[Region pointing data]
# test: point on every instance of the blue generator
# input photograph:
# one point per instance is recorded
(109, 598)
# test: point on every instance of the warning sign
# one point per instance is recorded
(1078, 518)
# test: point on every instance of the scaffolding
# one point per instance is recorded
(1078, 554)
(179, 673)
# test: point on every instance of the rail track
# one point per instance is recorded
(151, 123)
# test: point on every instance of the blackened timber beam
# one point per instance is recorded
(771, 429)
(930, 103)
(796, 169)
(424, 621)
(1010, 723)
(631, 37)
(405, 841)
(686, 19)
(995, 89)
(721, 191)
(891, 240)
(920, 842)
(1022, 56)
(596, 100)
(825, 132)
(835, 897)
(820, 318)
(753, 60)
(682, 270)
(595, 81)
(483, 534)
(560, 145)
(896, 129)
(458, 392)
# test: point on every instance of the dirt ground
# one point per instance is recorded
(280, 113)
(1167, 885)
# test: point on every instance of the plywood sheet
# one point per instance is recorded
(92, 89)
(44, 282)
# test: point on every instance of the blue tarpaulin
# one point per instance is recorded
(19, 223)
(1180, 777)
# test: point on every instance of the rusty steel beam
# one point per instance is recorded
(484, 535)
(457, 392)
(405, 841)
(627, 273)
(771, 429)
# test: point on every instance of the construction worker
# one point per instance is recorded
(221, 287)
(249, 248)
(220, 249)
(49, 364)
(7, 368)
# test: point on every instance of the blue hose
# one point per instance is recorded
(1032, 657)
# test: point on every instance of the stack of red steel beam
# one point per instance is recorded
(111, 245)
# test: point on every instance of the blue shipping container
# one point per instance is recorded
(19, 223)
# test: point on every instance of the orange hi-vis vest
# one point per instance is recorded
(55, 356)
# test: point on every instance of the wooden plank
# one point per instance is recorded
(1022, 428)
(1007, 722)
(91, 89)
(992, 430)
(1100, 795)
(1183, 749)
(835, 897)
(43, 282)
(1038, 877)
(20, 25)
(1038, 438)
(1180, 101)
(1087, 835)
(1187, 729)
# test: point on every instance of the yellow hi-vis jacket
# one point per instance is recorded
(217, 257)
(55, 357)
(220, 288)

## What you are asked to do
Output all the lines above. Keep each one exact.

## Reply to the exercise
# test: point on every instance of the blue generator
# input photograph:
# one point per instance is recorded
(109, 598)
# test: point on every instance of the warning sign
# one point per instance is recorded
(1078, 518)
# test: point on every instance of the scaffolding
# one point per instance is recorded
(1078, 554)
(179, 673)
# test: point on every instance of the rail track
# one point per instance is recorded
(151, 123)
# test: point on every instance of the blackened timber beam
# one point per instance is recorded
(771, 429)
(930, 103)
(796, 169)
(424, 621)
(1010, 723)
(631, 37)
(405, 841)
(686, 19)
(995, 89)
(721, 191)
(891, 240)
(920, 842)
(1022, 56)
(596, 100)
(825, 132)
(835, 897)
(820, 318)
(753, 60)
(682, 270)
(595, 81)
(483, 534)
(560, 145)
(896, 129)
(458, 392)
# test: point on every instance of the dirt ground
# one point per instance is recorded
(280, 113)
(1167, 885)
# test: point on every instance of the plywood sheet
# one point per instance is recorded
(92, 89)
(44, 282)
# test: point on every instance of the blue tarpaulin
# one point per instance is recorded
(19, 223)
(1180, 777)
# test: point on every instance of the rusty steel beam
# one point per instance is recorded
(484, 535)
(457, 392)
(405, 841)
(627, 273)
(771, 429)
# test: point on every instance of the construction worker
# one point per instance is recorded
(221, 287)
(249, 248)
(220, 249)
(49, 364)
(7, 368)
# test: point on every instance of the blue hose
# one point per instance is recorded
(1032, 657)
# test: point on every instance of the stack of red steel beam
# one point per instance is recorded
(111, 245)
# test: point on every instance of the blue shipping container
# one point per instance is recorded
(19, 223)
# test: point on every instance of the orange hi-vis vest
# one point per instance is recorded
(55, 356)
# test: point on every instance of the wooden plank
# one point per instance is recorded
(1022, 428)
(1007, 722)
(91, 89)
(992, 430)
(1100, 795)
(1183, 749)
(835, 897)
(43, 282)
(1038, 877)
(20, 25)
(1038, 438)
(1180, 101)
(1087, 835)
(1187, 729)
# test: point on every instance of the yellow hi-vis jacket
# one point per instance is recorded
(217, 257)
(55, 357)
(220, 288)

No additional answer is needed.